EXERCISE GOAL:
Could you rewrite the entries as a JSON list of strings, one string per line with blank lines omitted, starting at the line that contains "Can you find the bridge staircase?" and continuing through the last line of the entries?

DATASET ROWS:
□ □ □ □

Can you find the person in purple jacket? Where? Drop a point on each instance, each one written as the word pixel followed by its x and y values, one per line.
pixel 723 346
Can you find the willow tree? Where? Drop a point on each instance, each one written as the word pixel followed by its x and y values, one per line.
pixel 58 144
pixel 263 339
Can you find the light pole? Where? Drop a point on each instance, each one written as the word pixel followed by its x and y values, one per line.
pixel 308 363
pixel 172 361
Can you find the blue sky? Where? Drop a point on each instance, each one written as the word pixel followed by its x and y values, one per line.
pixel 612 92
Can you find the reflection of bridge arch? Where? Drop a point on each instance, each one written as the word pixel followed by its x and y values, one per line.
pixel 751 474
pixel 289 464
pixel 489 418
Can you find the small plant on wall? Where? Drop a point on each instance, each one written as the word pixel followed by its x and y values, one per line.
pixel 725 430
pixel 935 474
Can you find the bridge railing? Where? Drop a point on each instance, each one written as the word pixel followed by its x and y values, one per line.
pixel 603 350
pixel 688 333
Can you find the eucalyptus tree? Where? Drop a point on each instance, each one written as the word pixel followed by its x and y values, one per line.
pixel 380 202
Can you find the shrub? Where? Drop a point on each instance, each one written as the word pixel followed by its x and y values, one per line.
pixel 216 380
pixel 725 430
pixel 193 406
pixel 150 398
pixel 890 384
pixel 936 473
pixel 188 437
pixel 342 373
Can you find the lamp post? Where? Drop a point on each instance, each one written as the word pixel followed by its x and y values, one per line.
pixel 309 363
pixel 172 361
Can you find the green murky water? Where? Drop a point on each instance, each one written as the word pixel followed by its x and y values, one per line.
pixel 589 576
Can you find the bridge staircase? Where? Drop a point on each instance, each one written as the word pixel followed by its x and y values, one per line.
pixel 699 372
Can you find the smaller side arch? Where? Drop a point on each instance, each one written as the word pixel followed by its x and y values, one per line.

□ □ □ □

SOLVED PROBLEM:
[
  "Can you find the bridge staircase? Where? Drop a point on each instance, each one written as the word pixel followed by its x and y values, one per line.",
  "pixel 699 372",
  "Can you find the smaller side arch? Where? Drop a point on each instance, each one written as the word pixel followed by its x and y values, one per line."
]